## Data listing
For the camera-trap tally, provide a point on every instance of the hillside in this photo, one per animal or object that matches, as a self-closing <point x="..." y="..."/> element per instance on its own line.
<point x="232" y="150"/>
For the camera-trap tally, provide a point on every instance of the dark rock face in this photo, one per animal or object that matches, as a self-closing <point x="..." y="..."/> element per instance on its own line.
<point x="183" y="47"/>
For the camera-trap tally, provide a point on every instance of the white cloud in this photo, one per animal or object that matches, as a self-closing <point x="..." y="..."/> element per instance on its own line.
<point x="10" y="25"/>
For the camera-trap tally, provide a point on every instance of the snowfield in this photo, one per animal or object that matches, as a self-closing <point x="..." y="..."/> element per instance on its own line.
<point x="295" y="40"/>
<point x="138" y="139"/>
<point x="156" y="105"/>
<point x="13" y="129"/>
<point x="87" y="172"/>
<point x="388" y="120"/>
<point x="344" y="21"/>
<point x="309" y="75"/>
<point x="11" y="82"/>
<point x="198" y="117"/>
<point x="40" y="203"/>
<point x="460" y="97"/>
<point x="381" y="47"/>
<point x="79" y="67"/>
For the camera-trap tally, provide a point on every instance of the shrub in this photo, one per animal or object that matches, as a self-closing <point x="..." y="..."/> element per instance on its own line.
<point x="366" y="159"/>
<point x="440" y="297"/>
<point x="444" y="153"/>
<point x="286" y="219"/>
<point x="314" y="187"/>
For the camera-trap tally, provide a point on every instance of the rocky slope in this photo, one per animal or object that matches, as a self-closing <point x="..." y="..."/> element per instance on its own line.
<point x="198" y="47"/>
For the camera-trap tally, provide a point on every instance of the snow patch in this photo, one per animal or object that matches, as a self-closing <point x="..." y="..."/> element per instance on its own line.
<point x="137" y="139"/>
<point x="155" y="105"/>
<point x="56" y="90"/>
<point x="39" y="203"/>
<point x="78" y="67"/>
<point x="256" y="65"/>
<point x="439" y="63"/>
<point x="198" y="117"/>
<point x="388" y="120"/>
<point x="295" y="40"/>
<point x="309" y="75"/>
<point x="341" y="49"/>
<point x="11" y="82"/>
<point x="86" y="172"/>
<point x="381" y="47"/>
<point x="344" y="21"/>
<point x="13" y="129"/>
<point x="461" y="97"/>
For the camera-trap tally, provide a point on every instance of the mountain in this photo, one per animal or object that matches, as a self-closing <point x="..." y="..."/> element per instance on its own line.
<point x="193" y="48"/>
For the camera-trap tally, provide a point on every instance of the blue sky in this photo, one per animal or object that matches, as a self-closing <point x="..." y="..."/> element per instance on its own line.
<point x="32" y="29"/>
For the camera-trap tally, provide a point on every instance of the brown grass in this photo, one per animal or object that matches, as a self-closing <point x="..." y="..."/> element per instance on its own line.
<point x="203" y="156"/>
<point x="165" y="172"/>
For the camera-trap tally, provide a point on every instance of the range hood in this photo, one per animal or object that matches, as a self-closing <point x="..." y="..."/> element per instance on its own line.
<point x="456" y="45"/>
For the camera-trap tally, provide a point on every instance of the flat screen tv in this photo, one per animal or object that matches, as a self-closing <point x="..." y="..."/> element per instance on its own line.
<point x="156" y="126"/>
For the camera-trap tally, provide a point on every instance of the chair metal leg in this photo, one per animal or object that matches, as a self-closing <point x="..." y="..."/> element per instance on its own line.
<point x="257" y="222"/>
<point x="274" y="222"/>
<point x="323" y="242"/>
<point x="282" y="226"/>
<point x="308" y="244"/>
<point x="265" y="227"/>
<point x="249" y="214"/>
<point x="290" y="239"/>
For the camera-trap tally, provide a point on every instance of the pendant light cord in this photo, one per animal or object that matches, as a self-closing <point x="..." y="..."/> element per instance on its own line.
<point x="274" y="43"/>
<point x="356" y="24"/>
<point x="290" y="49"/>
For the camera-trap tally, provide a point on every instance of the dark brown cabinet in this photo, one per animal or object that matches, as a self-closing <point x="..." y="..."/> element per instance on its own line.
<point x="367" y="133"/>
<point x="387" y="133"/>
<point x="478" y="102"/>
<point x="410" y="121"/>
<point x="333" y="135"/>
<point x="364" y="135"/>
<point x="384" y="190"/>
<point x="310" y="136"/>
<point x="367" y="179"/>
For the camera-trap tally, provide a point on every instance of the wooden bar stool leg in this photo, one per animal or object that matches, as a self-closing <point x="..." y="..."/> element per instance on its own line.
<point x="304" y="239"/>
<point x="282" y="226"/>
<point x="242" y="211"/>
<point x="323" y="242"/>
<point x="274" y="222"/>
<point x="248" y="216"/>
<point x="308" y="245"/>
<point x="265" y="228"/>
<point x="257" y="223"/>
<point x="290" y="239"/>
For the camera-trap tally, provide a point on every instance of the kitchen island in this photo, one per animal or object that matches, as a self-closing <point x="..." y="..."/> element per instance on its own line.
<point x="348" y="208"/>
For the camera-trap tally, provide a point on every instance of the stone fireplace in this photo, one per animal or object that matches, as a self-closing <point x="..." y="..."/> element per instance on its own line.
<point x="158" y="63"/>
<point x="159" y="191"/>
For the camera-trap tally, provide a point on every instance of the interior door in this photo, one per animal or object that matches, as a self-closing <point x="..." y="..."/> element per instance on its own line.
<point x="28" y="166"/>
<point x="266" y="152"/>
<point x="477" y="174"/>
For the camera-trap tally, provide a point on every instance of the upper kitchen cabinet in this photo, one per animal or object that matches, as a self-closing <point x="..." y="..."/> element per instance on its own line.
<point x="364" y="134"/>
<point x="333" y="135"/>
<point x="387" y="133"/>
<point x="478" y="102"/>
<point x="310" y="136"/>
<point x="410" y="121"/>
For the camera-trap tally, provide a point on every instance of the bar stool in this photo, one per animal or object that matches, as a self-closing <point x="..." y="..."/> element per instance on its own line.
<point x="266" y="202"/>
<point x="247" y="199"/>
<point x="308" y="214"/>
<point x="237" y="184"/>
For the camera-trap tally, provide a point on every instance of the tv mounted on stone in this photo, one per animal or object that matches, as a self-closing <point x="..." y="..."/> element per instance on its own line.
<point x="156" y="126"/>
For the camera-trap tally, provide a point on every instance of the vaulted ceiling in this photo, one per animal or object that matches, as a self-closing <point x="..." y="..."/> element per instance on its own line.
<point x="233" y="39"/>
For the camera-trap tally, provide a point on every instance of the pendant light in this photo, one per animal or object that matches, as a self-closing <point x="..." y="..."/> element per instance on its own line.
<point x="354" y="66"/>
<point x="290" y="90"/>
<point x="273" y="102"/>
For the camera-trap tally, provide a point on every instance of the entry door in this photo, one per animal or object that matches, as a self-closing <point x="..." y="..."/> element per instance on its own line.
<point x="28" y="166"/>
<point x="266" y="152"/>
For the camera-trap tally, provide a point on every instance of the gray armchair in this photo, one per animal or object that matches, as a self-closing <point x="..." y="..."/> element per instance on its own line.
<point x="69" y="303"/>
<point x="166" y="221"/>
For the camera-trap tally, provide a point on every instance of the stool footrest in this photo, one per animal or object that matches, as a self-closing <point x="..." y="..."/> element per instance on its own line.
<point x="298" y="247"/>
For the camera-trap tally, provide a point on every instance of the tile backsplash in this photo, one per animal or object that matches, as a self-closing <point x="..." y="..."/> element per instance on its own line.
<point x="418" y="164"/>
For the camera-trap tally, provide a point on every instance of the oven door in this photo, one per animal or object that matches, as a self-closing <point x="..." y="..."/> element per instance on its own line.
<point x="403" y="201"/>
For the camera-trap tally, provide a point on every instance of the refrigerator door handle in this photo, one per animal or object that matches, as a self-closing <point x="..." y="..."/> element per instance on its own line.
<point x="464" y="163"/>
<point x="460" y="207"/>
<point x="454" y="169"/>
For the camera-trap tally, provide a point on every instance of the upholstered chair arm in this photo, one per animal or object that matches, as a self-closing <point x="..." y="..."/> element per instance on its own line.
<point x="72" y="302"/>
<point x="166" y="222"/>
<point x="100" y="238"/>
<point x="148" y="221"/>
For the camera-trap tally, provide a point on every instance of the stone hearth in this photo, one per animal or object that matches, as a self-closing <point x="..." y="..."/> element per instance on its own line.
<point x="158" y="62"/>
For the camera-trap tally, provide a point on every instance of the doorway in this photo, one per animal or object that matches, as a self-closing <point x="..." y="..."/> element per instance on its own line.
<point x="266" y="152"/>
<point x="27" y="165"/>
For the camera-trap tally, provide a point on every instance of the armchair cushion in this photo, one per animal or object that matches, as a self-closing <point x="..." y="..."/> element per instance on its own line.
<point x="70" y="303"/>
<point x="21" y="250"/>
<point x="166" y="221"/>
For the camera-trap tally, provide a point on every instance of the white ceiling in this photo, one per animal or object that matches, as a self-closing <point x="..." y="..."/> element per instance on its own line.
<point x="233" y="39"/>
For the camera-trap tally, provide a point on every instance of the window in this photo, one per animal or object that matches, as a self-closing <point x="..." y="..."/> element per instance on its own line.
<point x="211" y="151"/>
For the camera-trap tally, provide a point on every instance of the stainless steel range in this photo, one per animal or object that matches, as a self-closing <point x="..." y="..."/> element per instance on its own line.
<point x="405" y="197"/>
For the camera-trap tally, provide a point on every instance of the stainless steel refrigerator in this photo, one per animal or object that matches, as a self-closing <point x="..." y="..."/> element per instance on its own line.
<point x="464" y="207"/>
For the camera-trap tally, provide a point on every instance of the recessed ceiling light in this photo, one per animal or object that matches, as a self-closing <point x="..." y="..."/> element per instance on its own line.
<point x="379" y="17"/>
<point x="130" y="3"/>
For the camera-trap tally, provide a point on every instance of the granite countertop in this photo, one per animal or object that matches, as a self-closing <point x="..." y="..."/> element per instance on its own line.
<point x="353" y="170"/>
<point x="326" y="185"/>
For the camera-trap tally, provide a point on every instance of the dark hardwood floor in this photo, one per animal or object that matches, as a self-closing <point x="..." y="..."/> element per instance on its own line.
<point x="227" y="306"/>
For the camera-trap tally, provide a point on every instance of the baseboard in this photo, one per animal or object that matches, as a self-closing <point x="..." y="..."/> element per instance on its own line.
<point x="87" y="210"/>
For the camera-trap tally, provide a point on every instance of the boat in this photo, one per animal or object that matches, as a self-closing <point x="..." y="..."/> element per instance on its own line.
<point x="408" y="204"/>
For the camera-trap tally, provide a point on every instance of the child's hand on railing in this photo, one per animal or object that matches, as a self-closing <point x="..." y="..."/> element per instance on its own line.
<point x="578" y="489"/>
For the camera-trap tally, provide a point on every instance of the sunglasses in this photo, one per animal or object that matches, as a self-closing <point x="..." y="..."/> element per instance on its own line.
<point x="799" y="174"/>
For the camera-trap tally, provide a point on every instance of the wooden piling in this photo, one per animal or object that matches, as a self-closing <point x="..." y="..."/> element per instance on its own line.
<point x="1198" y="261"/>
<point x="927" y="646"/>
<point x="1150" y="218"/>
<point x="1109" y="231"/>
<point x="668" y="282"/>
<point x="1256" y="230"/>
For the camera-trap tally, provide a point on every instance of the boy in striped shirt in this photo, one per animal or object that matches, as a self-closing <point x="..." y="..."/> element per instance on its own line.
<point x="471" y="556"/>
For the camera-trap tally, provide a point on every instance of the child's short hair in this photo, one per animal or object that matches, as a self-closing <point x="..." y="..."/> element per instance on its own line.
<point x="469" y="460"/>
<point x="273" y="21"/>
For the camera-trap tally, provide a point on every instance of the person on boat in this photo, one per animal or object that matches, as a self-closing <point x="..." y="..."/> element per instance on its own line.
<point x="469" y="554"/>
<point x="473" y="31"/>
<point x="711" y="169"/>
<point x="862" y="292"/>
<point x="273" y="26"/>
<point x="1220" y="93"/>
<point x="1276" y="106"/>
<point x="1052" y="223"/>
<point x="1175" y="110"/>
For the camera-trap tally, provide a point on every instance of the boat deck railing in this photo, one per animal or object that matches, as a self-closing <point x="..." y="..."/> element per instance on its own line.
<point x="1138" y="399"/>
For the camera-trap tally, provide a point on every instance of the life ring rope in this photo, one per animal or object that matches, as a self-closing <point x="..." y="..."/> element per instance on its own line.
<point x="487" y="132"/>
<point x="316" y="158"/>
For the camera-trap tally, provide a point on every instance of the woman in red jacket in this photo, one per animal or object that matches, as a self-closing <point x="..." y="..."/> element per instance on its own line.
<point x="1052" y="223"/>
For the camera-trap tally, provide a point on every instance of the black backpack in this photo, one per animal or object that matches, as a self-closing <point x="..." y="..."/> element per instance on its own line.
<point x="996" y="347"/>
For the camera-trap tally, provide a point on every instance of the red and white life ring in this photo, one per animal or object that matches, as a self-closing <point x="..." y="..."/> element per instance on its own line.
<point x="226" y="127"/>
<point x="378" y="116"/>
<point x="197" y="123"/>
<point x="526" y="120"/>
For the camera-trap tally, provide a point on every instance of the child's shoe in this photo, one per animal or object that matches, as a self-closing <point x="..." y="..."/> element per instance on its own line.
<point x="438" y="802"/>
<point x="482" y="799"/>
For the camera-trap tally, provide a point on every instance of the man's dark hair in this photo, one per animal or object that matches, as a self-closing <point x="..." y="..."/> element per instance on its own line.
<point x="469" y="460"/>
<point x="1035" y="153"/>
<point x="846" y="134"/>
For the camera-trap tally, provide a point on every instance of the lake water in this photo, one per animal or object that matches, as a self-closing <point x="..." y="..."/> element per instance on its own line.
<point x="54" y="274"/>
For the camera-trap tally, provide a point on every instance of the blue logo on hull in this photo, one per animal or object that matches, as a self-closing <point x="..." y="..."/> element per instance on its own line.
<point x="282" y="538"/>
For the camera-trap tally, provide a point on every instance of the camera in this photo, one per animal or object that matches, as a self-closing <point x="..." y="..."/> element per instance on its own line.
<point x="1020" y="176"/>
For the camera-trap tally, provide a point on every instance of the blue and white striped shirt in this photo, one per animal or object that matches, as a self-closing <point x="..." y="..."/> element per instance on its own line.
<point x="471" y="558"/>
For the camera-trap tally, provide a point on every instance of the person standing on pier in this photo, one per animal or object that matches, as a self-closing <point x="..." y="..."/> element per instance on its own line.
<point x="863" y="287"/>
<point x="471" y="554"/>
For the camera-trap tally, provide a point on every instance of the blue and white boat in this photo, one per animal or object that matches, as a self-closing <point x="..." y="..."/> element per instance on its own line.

## Task directions
Keep only the lines from the one containing "the person standing" through the final line of the records, and transcribe them exactly.

## Completed task
For the camera-trap tally, provide a point on every instance of the person standing on pier in this photo, one per animal or object that matches, as a self-closing <point x="..." y="..."/> element per instance on its own line.
<point x="863" y="287"/>
<point x="471" y="554"/>
For the camera-trap tally, provide a point on every instance of the blue and white boat in this photo, one per animal or object that matches, as a self-closing <point x="..." y="..."/> element per instance on its own line.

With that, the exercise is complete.